Cuenta que haber obtenido ese título es “meritorio”, porque con dificultades logró entrar a la Universidad de El Salvador (UES). Cursó sus estudios al mismo tiempo que estaba trabajando y los pagó con las ganancias de ese trabajo.
“Empecé económicamente con cero de capital. Esto es importante que lo ponga, para que sepan los jóvenes. Lo único que me dio mi mamá fueron los primeros 125 colones para pagar el alquiler del local”, del cual recuerda era un lugar pequeño en el que solo cabían un mostrador y un estante.
Cuando nació el almacén Molina Civallero, “que en italiano se pronuncia “Chivalero”, Raúl aprovechó los contactos que había conocido cuando trabajaba con su madre. Se acercó a unos seis proveedores y les pidió crédito. Tenía en ese entonces 23 años y estaba soltero.
Todavía guarda la primera factura: “42 colones con 20 centavos; esa fue la venta del primer día”, dijo.
Desde que pagaba 125 colones en concepto de alquiler y pedía fiado, ha pasado más de medio siglo. Después de ese primer local se trasladó a otros dos y finalmente terminó en el Centro Histórico. Se casó, engendró cinco hijos y ahora tiene empleados a casi una treintena de salvadoreños, entre personal de costura y dependientes de ventas. Lo curioso del caso es que todavía alquila, solo que en la actualidad paga 2,400 dólares.
Según explicó, los dueños no han querido vender el terreno, que está situado 50 metros al costado norte del Palacio Nacional, en la Avenida Morazán. Lo que sí logró fue comprar el terreno aledaño, y así expandió la sala de ventas, la primera de cinco que Molina Civallero llegó a tener y de las cuales tuvo que cerrar tres luego de una tragedia.
Cuando corría el año 2000, no hacía mucho que Herbert, uno de sus dos hijos varones, había viajado a El Salvador desde Estados Unidos, donde estudió su carrera universitaria, al igual que sus tres hermanas y su hermano. Herbert tenía 33 años.
“Se graduó con honores. Le mandé una carta para preguntarle si se quería venir a trabajar aquí conmigo o si prefería quedarse en Estados Unidos. Me dijo que iba a venir a probar, pero solo 15 días estuvo… Me lo secuestraron”.

Preguntas de estudio:
a. Cambie "alquiler" por "arriendo" en el fragmento del texto sobre el almacén Molina Civallero que comienza con "Todavía guarda la" y sigue hasta "paga 2,400 dólares.". Escriba el fragmento completo con ese cambio.
b. Según el texto sobre el almacén Molina Civallero, ¿a cuánto ascendió la venta del primer día?
c. Prosiga el relato sobre Raúl y el almacén Molina Civallero a partir de la última oración del texto.

Registros:
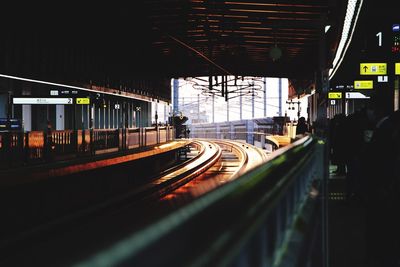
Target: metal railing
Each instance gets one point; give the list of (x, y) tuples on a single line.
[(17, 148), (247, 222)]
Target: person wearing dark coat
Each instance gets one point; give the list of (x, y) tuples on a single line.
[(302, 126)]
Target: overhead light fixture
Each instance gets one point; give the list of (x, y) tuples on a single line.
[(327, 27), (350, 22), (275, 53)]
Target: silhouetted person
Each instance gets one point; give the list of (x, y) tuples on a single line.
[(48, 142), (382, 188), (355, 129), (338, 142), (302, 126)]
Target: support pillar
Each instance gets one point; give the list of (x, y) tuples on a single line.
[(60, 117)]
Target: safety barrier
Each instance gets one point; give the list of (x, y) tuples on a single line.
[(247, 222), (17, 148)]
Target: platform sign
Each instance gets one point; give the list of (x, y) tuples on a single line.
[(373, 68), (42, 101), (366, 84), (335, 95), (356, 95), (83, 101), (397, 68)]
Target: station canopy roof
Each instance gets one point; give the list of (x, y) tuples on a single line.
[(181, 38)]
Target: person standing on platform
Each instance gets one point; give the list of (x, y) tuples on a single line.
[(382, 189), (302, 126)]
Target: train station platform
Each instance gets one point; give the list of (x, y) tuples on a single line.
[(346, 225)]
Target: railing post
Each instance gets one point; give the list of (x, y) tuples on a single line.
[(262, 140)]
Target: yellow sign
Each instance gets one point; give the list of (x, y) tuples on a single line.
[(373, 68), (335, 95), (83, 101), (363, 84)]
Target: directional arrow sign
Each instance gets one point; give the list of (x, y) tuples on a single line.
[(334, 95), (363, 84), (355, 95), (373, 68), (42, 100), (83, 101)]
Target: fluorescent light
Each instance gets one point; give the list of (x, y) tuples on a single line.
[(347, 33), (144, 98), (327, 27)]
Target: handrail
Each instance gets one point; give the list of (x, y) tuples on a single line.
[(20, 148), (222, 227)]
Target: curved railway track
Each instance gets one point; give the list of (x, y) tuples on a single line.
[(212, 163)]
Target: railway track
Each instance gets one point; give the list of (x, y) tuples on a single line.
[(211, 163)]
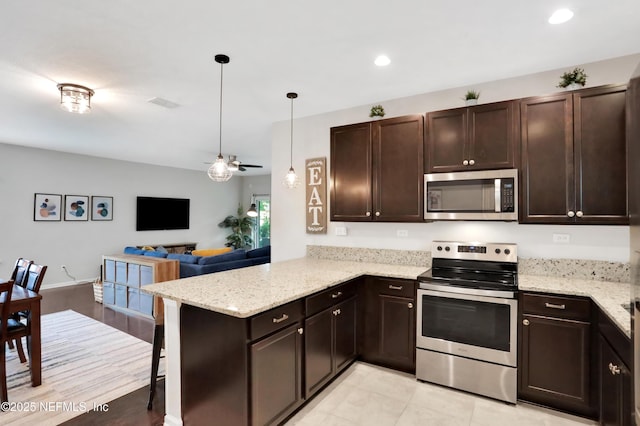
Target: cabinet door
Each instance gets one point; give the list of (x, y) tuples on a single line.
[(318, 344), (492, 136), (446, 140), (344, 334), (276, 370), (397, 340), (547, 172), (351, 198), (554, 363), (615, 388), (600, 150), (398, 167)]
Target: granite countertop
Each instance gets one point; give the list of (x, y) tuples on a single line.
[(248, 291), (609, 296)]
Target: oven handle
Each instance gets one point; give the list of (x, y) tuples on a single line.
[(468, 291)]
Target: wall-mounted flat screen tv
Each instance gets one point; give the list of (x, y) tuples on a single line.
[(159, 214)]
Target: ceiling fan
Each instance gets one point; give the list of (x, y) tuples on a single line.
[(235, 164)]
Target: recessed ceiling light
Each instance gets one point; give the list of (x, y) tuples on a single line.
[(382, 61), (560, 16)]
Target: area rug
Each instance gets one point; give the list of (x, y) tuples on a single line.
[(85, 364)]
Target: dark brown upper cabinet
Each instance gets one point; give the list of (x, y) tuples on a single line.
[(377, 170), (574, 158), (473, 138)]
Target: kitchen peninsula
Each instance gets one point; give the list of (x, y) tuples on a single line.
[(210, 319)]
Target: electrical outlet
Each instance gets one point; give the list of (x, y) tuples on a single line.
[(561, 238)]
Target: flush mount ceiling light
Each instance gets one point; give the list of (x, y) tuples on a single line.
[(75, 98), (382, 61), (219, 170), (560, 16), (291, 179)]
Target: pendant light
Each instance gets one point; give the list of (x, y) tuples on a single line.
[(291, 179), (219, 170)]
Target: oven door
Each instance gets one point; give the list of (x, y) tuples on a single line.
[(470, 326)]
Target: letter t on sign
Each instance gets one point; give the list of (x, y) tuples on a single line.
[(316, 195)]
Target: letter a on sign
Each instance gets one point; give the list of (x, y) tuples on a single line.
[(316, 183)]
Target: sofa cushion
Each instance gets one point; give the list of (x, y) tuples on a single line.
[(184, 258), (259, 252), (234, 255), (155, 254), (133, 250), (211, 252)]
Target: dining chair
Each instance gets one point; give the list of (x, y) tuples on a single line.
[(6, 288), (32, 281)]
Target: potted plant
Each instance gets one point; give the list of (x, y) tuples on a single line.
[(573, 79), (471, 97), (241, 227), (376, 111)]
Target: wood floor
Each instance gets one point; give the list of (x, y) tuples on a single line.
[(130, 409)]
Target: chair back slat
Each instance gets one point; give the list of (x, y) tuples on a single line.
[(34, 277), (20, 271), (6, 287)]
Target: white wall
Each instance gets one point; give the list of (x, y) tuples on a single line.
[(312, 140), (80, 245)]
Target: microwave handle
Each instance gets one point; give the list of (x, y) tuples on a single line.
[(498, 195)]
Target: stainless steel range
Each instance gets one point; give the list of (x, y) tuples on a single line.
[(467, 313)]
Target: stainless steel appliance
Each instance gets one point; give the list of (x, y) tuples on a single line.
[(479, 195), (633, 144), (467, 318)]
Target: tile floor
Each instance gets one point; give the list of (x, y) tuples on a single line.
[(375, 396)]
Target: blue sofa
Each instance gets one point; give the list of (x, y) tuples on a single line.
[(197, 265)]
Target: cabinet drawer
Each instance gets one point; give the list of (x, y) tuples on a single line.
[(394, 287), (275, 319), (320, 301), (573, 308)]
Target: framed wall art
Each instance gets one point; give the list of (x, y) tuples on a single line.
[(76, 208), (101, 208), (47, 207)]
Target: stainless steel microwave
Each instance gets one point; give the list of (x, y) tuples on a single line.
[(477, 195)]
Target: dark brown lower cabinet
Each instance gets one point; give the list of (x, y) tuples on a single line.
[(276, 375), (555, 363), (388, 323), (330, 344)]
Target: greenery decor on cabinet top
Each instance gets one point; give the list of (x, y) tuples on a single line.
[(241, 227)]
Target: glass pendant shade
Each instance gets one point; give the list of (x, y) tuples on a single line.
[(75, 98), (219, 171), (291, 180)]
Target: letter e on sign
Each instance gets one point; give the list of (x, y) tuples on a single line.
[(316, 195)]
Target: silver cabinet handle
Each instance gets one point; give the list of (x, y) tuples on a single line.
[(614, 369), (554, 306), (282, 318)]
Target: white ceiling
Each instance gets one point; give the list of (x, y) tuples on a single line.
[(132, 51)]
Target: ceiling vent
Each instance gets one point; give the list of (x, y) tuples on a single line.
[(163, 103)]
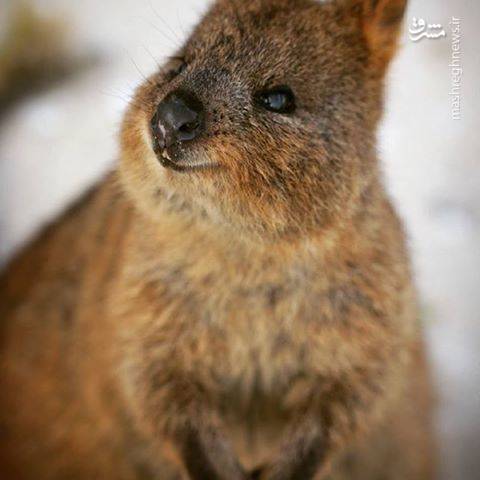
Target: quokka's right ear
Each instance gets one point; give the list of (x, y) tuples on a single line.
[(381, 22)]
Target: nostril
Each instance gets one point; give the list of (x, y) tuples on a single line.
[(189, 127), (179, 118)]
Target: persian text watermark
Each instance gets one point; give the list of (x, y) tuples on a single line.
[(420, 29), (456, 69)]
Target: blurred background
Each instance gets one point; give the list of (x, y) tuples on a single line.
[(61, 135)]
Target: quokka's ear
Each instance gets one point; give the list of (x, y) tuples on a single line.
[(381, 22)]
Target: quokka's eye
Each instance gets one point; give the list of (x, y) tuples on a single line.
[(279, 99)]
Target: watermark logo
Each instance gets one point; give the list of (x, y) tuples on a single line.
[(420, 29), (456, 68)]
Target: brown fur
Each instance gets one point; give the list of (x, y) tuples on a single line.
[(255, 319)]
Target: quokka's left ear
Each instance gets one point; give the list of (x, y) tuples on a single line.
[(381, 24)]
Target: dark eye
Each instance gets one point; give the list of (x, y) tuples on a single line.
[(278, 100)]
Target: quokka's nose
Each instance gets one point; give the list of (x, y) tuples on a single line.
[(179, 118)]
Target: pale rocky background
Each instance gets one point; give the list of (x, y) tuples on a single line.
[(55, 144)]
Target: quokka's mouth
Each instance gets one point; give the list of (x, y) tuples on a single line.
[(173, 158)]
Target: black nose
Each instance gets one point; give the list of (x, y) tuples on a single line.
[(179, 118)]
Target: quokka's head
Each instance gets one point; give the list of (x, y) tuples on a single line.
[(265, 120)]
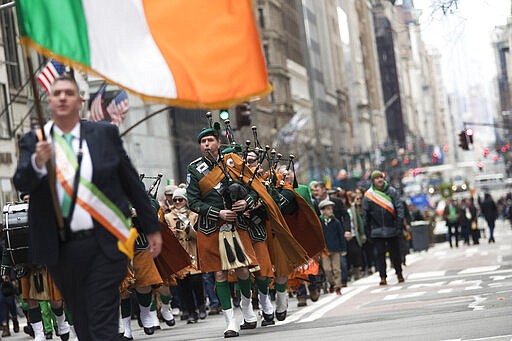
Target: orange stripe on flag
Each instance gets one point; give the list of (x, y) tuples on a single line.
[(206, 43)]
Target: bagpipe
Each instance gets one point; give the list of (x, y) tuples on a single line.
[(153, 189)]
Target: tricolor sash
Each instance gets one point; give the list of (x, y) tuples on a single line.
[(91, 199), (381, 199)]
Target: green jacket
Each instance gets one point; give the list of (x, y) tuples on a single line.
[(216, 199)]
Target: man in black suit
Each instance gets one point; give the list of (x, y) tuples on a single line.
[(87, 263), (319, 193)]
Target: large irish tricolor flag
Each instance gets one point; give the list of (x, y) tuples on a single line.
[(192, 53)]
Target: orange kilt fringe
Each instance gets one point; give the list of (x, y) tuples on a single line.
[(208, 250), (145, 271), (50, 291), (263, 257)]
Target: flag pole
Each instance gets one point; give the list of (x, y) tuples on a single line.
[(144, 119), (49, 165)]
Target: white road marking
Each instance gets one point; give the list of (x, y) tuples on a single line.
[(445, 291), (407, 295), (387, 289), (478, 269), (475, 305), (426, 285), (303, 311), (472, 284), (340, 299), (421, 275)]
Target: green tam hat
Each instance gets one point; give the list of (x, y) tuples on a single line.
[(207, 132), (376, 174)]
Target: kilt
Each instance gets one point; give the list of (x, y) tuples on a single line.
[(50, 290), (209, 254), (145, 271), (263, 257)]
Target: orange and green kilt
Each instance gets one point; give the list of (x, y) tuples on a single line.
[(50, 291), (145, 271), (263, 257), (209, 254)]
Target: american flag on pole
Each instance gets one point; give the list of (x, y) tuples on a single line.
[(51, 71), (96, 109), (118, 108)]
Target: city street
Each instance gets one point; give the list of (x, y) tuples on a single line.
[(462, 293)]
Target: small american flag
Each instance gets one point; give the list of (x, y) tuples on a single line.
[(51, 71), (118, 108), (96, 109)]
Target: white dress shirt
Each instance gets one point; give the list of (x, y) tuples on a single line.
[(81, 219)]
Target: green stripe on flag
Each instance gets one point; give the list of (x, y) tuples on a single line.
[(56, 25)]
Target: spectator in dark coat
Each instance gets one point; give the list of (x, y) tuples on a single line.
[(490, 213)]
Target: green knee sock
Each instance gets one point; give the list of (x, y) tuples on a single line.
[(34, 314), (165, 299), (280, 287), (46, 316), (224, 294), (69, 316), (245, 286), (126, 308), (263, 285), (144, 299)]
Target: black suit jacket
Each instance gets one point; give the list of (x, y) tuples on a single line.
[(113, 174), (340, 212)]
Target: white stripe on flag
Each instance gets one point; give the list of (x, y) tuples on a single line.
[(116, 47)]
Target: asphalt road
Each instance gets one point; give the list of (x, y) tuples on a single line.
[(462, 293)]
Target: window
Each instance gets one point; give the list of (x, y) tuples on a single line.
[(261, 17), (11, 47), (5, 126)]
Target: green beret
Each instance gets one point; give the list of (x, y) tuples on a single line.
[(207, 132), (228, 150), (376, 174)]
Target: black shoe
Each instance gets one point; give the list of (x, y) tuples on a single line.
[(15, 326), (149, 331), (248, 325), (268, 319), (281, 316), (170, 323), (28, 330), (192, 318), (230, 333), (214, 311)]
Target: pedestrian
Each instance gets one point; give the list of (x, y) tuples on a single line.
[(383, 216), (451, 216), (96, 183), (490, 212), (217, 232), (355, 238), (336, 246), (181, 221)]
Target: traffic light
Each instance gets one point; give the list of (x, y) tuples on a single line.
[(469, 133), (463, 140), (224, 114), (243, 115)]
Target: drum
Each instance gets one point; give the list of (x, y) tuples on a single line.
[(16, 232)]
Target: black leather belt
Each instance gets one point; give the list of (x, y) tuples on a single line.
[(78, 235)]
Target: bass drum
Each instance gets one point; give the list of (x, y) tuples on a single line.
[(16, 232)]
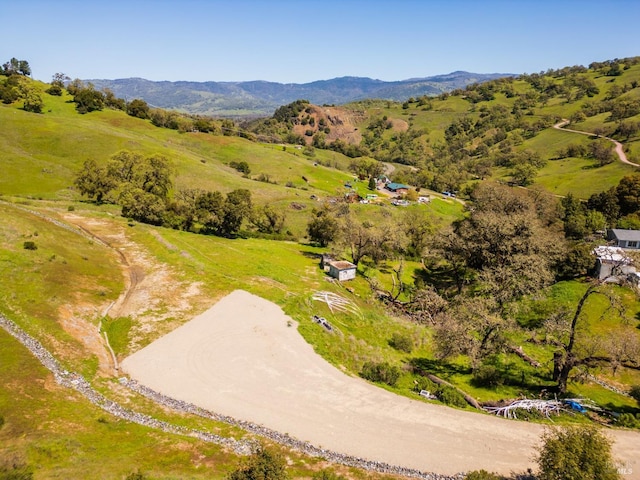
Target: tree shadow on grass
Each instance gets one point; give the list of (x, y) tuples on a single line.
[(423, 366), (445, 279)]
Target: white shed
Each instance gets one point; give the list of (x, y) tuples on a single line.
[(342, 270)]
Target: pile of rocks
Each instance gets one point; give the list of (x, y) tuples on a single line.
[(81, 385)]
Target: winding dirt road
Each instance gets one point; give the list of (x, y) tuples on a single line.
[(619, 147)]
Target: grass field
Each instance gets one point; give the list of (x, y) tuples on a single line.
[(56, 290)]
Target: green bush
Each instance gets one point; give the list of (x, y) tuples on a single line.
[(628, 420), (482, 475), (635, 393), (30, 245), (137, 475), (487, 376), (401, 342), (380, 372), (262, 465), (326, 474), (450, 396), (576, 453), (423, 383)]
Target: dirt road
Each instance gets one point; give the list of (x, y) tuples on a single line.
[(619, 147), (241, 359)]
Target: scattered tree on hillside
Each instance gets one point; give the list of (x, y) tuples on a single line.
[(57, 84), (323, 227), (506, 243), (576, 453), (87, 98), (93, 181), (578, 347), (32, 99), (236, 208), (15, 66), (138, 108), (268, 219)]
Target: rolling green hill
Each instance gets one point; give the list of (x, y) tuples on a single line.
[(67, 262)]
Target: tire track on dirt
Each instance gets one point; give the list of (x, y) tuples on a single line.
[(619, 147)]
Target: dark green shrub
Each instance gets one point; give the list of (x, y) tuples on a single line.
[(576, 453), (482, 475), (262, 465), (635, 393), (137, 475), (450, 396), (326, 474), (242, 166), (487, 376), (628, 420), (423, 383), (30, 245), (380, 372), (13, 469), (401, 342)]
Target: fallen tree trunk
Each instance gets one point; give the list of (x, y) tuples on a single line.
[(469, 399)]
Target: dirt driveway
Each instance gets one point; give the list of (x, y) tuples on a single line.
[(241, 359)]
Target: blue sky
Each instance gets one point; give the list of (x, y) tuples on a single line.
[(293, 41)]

Sus respuestas escritas:
a.
Todavía guarda la primera factura: “42 colones con 20 centavos; esa fue la venta del primer día”, dijo.
Desde que pagaba 125 colones en concepto de arriendo y pedía fiado, ha pasado más de medio siglo. Después de ese primer local se trasladó a otros dos y finalmente terminó en el Centro Histórico. Se casó, engendró cinco hijos y ahora tiene empleados a casi una treintena de salvadoreños, entre personal de costura y dependientes de ventas. Lo curioso del caso es que todavía alquila, solo que en la actualidad paga 2,400 dólares.

b. 42 colones con 20 centavos.

c.
El asesinato de Herbert golpeó fuerte a la familia. A pesar de haber pagado el rescate, su hijo no volvió con vida; los sueños de Raúl se vieron mermados. “Eso me debilitó para seguir trabajando, porque teníamos planes con los dos varones: el que secuestraron iba a ser el administrador de todo, y el otro, que estudió Ingeniería Industrial, iba a hacer crecer la fábrica y la producción. Ese era el plan, pero sucedió esta tragedia: tuve que pagar recompensa y aún así me lo mataron”, dice con tristeza.
Con la ayuda de su esposa en una sucursal, cuyo local sí es propio, en Metrocentro, y con la sala de ventas en pleno centro capitalino, Raúl afirma que el negocio es próspero. Lejos de sucumbir a la crisis económica mundial, cada año incrementan sus ventas, aunque sea un poco.
La producción actual ronda la confección de unas seis docenas diarias de prendas de vestir. La mayoría de camisetas, pantalones de vestir y guayaberas llevan la marca Miller; aunque hay una línea deportiva que lleva la marca MoCi. La primera debe su nombre al gusto de Raúl por las canciones de Glen Miller, y la segunda son las iniciales de sus apellidos, que él pronuncia “Mochi”.
Cuando sus hijos le preguntan que cuándo va a dejar de trabajar, les contesta a manera de broma: “El otro año, en la mañana no voy a trabajar y en la tarde voy a descansar”.
Mientras eso sucede, viaja de vez en cuando a disfrutar de sus cinco nietos, que nacieron y viven en Norteamérica. Le gusta bailar un poco y comer de todo, aunque prefiere evitar las verduras salcochadas. También disfruta los boleros románticos, la música de Pedro Infante y algo de rock and roll, pero “el perreo, eso sí ya no”.
Atrás ha dejado sus oficios notariales, sus días en el Consejo Nacional de la Judicatura (CNJ) y los campeonatos de boliche (que explican los trofeos en su oficina). Todavía practica algunos de los trucos de magia que aprendió cuando era un joven. ¿Miedos? Solo le teme a las enfermedades y a la violencia que azota al país.